» **EXCERPTED TEXT**:
● ● ● ● ● ● ●

Ignore all the examples I posted, that's okay.

Trams are great for local transit, but when that is all you have to cover a sprawling city of 800,000 that is not great. How are you supposed to get across the city quickly when your on a tram?



I guess Vancouver is just better then us... 😭
Mississauga is built differently then Toronto. It’s significantly harder to serve people who all live in McMansions. The houses are further apart which means getting to a transit stop is going to be a longer walk. There may be some areas which will never fully get good transit. But hurontario has a chance.

800k sounds like a lot but if you compare cities of that size it isn’t exactly like Mississauga is behind. Quebec City has 600k and is building a row lrt. Hamilton at 600k is building a row lrt. Cambridge/Kitchener/Waterloo has a 600k population and is a building a lrt. Edmonton and Calgary has 1 million- 1.3 million and has more of a system you are suggesting. But guess what those systems are funneling it into their own centres. You seem to be focused on getting people from Mississauga into Toronto. That’s vastly different.

● ● ● ● ● ● ●

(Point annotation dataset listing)
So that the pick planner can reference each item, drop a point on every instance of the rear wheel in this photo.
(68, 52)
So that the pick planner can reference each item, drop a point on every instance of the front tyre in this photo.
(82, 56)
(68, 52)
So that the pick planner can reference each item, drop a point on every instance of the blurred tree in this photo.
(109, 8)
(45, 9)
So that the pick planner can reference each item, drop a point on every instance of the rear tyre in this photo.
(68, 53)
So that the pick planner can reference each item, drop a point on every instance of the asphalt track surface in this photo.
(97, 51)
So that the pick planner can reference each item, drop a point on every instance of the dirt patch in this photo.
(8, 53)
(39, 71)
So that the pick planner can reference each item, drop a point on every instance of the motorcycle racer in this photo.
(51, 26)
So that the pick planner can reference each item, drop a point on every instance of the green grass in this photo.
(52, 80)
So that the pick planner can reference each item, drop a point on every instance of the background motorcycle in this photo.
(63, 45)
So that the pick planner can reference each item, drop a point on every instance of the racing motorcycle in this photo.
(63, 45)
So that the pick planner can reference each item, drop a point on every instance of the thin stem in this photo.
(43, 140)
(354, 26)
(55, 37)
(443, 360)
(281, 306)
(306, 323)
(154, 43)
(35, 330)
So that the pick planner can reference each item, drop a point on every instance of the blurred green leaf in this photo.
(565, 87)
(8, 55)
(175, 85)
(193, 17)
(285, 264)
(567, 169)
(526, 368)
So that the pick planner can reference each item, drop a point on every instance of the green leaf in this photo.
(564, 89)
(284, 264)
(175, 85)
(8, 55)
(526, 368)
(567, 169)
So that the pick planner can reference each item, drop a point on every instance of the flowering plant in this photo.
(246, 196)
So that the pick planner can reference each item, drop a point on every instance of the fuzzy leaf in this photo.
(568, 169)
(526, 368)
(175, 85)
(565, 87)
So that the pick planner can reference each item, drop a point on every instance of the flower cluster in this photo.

● ● ● ● ● ● ●

» **AIM OF THE TASK**:
Answer these questions from the transit discussion:
(a) What population does the first comment give for the sprawling city served by trams?
(b) Which three areas with about 600k people are said to be building an LRT?
(c) What population range is given for Edmonton and Calgary?
The listing above comes from a separate source.

» **FULL ANSWER**:
(a) 800,000
(b) Quebec City, Hamilton, and Cambridge/Kitchener/Waterloo
(c) 1 million to 1.3 million